Разговор в комнатах. Карамзин, Чаадаев, Герцен и начало современной России - Кирилл Рафаилович Кобрин
«Английский гражданин» не «любит», но «гордится» «учреждениями» и «высокой цивилизацией» своего «славного острова», ибо имеет желание и возможность сравнить их с учреждениями и цивилизацией иных европейских и неевропейских мест, после чего признать – да, гордиться тут есть чем. Соответственно, истина заключается в том, чтобы знать – и использовать это знание для сравнения. А сравнив, принять решение и нести за это ответственность – перед Богом, конечно, а не публикой или даже «правительством».
Поэтому Чаадаев, вместо того чтобы остановиться на этой филиппике и махнуть рукой на публику, продолжает. Он все-таки хочет ей объяснить и надеется на лучший исход. В «Апологии сумасшедшего» он продолжает дело, начатое в «Философическом письме», но только более понятным для аудитории языком. Чаадаев как бы выходит из сферы частного, но публикацией приоткрытого в окончательно публичную сферу – хотя и «Апология» никогда не будет напечатана при жизни автора: «Как же случилось, что в один прекрасный день я очутился перед разгневанной публикой, – публикой, чьих похвал я никогда не добивался, чьи ласки никогда не тешили меня, чьи прихоти меня не задевали? Как случилось, что мысль, обращенная не к моему веку, которую я, не желая иметь дело с людьми нашего времени, в глубине моего сознания завещал грядущим поколениям, лучше осведомленным, – при той гласности в тесном кругу, которую эта мысль приобрела уже издавна, как случилось, что она разбила свои оковы, бежала из своего монастыря и бросилась на улицу, вприпрыжку среди остолбенелой толпы? Этого я не в состоянии объяснить». Действительно, как?

Перечень записей:
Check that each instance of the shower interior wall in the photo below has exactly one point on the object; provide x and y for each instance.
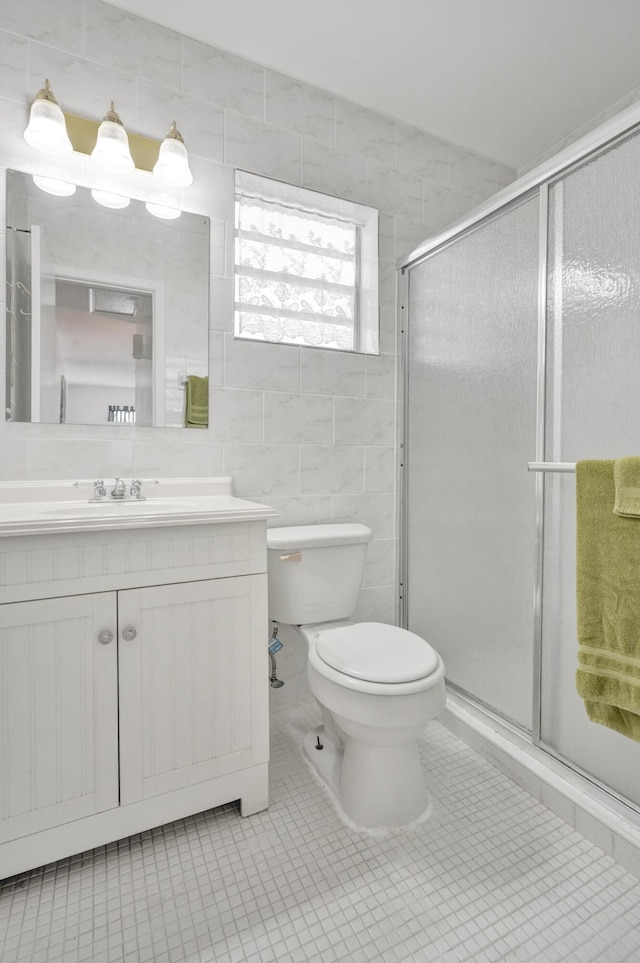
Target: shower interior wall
(574, 268)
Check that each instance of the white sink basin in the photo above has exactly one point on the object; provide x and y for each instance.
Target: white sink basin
(205, 501)
(132, 506)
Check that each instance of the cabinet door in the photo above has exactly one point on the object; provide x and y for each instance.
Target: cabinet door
(193, 683)
(58, 712)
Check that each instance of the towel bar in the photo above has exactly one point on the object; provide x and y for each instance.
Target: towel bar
(565, 466)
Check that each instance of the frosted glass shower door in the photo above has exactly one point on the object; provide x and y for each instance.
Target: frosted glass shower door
(593, 390)
(471, 359)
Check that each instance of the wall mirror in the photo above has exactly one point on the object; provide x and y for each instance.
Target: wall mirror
(107, 310)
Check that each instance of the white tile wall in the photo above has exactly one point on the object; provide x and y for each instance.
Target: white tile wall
(310, 431)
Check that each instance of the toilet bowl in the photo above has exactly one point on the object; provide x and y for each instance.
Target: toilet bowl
(377, 685)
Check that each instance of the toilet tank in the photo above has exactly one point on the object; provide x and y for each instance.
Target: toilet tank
(315, 571)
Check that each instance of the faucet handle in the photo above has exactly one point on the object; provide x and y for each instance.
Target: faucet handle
(99, 491)
(136, 489)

Задание:
Объясните, почему, согласно приведённому тексту, «английский гражданин» гордится «учреждениями» и «высокой цивилизацией» своего острова. Уложитесь в одно–три предложения.

Выполненное задание:
Он хочет и может сравнить учреждения и цивилизацию своего острова с другими европейскими и неевропейскими местами. Сравнив, он признаёт, что гордиться тут есть чем.